##### INFORMATION PROVIDED
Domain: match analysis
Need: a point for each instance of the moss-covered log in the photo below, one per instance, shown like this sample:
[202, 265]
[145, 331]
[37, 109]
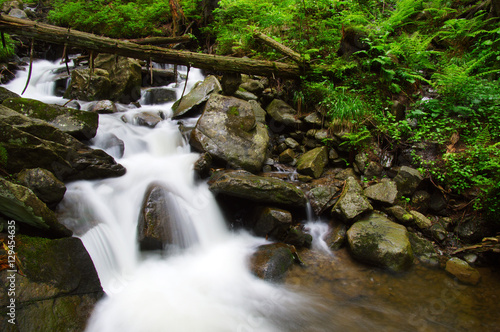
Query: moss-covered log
[92, 42]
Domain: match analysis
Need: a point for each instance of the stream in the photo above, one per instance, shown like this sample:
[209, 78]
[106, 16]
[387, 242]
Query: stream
[208, 286]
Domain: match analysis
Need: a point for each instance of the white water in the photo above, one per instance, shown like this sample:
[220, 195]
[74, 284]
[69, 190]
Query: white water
[207, 287]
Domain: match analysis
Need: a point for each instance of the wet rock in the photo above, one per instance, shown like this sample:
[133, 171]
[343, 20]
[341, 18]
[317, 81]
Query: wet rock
[401, 215]
[283, 113]
[7, 94]
[147, 119]
[352, 203]
[196, 96]
[228, 131]
[158, 227]
[257, 188]
[272, 261]
[408, 179]
[424, 250]
[125, 75]
[32, 143]
[336, 237]
[79, 124]
[384, 192]
[272, 222]
[58, 288]
[21, 204]
[104, 107]
[420, 201]
[379, 241]
[155, 96]
[463, 271]
[322, 198]
[313, 162]
[44, 185]
[87, 85]
[230, 83]
[421, 221]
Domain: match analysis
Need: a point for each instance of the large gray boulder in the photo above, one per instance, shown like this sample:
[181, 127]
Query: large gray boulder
[313, 162]
[256, 188]
[379, 241]
[32, 143]
[79, 124]
[352, 204]
[22, 205]
[197, 96]
[228, 131]
[56, 289]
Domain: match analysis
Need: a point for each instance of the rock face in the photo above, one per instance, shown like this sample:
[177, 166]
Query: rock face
[352, 203]
[379, 241]
[21, 204]
[196, 96]
[58, 289]
[257, 188]
[79, 124]
[228, 131]
[313, 162]
[272, 261]
[283, 113]
[463, 271]
[32, 143]
[44, 185]
[158, 227]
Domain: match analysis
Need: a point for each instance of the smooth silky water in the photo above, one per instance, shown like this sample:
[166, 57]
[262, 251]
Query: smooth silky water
[208, 286]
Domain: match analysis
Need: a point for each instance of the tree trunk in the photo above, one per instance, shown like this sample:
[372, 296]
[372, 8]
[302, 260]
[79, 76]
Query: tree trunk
[92, 42]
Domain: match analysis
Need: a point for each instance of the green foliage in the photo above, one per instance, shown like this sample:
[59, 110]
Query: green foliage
[124, 19]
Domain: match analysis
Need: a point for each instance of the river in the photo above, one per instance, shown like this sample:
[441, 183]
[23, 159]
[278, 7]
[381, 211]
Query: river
[208, 286]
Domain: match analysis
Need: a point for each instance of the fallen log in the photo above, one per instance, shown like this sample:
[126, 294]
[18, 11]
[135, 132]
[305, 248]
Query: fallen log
[74, 38]
[162, 40]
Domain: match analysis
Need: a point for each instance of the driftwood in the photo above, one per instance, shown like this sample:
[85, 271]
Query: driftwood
[162, 40]
[99, 44]
[279, 47]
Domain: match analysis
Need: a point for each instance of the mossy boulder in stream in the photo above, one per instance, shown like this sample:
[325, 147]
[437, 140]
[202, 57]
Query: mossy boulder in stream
[22, 205]
[381, 242]
[79, 124]
[313, 162]
[32, 143]
[257, 188]
[227, 130]
[56, 289]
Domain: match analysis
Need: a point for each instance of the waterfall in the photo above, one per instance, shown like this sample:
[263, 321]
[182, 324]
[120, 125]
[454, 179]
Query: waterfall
[206, 287]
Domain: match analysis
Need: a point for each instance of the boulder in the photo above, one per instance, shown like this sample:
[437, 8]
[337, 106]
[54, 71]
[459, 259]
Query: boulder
[22, 205]
[125, 75]
[32, 143]
[352, 203]
[228, 131]
[44, 185]
[159, 227]
[257, 188]
[379, 241]
[198, 95]
[408, 179]
[57, 287]
[89, 85]
[283, 113]
[463, 271]
[384, 192]
[313, 162]
[155, 96]
[272, 261]
[79, 124]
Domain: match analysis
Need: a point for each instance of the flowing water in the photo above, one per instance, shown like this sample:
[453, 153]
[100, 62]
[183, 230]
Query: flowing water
[208, 286]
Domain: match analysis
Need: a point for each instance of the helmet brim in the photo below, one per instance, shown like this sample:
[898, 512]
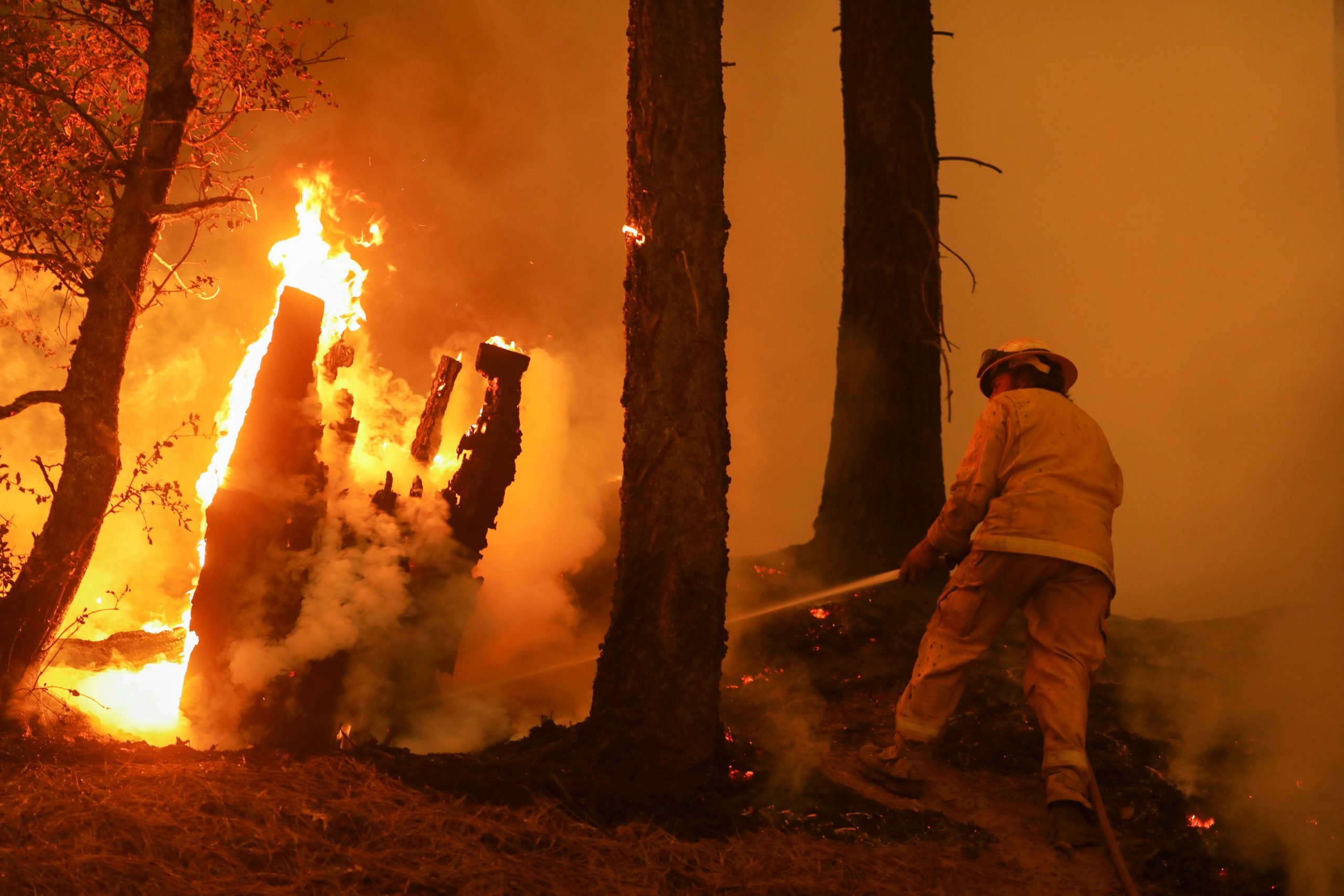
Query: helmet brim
##########
# [ASSIGNED TASK]
Your reply must be one number, namely the count of lines above that hold the string "helmet".

# [TASK SOLUTION]
2